(Stored data entries)
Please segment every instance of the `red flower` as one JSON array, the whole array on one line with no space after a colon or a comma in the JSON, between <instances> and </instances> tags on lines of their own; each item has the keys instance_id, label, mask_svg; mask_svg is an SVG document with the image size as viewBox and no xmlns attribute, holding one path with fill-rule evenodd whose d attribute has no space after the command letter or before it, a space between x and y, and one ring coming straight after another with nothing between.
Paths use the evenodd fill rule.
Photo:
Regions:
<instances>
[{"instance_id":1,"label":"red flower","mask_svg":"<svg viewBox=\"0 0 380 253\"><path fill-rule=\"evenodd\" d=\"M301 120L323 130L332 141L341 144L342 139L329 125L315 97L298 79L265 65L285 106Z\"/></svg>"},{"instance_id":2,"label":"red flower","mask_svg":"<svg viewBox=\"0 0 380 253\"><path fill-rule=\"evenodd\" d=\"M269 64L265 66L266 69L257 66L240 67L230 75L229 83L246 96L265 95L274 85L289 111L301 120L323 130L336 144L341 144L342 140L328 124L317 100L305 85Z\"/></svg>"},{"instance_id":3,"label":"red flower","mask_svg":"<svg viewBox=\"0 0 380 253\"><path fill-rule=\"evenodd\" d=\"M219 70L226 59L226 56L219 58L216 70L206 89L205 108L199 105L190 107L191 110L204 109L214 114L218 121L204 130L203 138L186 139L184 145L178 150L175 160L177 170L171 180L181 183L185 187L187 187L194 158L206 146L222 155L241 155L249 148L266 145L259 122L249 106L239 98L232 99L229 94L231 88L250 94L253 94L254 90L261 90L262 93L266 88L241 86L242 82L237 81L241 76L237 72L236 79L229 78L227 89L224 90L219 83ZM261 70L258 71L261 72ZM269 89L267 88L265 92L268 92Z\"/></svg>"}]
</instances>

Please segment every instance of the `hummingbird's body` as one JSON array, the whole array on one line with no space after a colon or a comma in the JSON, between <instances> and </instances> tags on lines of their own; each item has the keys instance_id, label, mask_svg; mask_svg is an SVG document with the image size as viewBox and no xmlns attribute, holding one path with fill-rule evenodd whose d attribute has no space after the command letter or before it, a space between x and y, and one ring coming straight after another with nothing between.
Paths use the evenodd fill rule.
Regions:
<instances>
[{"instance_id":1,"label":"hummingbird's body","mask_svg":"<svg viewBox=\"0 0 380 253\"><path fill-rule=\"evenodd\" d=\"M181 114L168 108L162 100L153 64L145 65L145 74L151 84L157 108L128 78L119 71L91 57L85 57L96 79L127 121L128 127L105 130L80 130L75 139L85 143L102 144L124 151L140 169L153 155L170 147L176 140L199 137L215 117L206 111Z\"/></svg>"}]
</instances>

#### Problem requirements
Print all the data exactly as shown above.

#### Result for this task
Please segment every instance of the `red flower` as one JSON array, the whole array on one line with no space after a colon or a comma in the JSON, between <instances> and </instances> tags on lines of their own; each item has the keys instance_id, label, mask_svg; mask_svg is an SVG document with the image size as viewBox and no xmlns attribute, holding one path with fill-rule evenodd whose d attribute has no space after the command letter or before it, a space between x and y, and one ring coming straight after another with nothing between.
Paths use the evenodd fill rule.
Photo:
Regions:
<instances>
[{"instance_id":1,"label":"red flower","mask_svg":"<svg viewBox=\"0 0 380 253\"><path fill-rule=\"evenodd\" d=\"M301 120L323 130L332 141L341 144L342 139L329 125L315 97L298 79L265 65L285 106Z\"/></svg>"},{"instance_id":2,"label":"red flower","mask_svg":"<svg viewBox=\"0 0 380 253\"><path fill-rule=\"evenodd\" d=\"M269 64L265 66L266 69L257 66L240 67L230 75L229 83L246 96L265 95L274 85L289 111L301 120L323 130L336 144L341 144L342 140L328 124L317 100L305 85Z\"/></svg>"},{"instance_id":3,"label":"red flower","mask_svg":"<svg viewBox=\"0 0 380 253\"><path fill-rule=\"evenodd\" d=\"M219 70L226 59L226 56L219 58L216 70L206 89L205 108L199 105L190 107L191 110L204 109L214 114L218 121L204 130L203 138L186 139L184 145L178 150L175 160L177 170L171 180L181 183L185 187L187 187L194 158L206 146L222 155L241 155L249 148L266 145L259 122L249 106L239 98L232 99L229 94L231 88L250 94L253 94L254 90L261 90L262 93L266 88L241 86L242 82L237 81L241 76L237 72L236 79L229 78L227 89L224 90L219 83ZM261 70L258 71L261 72ZM269 89L267 88L265 92L268 92Z\"/></svg>"}]
</instances>

Please segment every instance of the `hummingbird's body` as one JSON array, the whole array on one line with no space after a colon or a comma in the JSON, between <instances> and </instances> tags on lines of their own; each item has the keys instance_id, label, mask_svg; mask_svg is an SVG document with the image size as viewBox and no xmlns attribute, holding one path with fill-rule evenodd whose d attribute has no space after the command letter or before it, a space between x and y, and one ring coming straight after another with nothing between.
Paths use the evenodd fill rule.
Regions:
<instances>
[{"instance_id":1,"label":"hummingbird's body","mask_svg":"<svg viewBox=\"0 0 380 253\"><path fill-rule=\"evenodd\" d=\"M181 114L168 108L162 100L153 64L145 65L145 74L151 84L157 108L128 78L119 71L91 57L85 57L96 79L127 121L128 127L105 130L80 130L75 139L85 143L102 144L124 151L140 169L153 155L170 147L176 140L199 137L215 117L206 111Z\"/></svg>"}]
</instances>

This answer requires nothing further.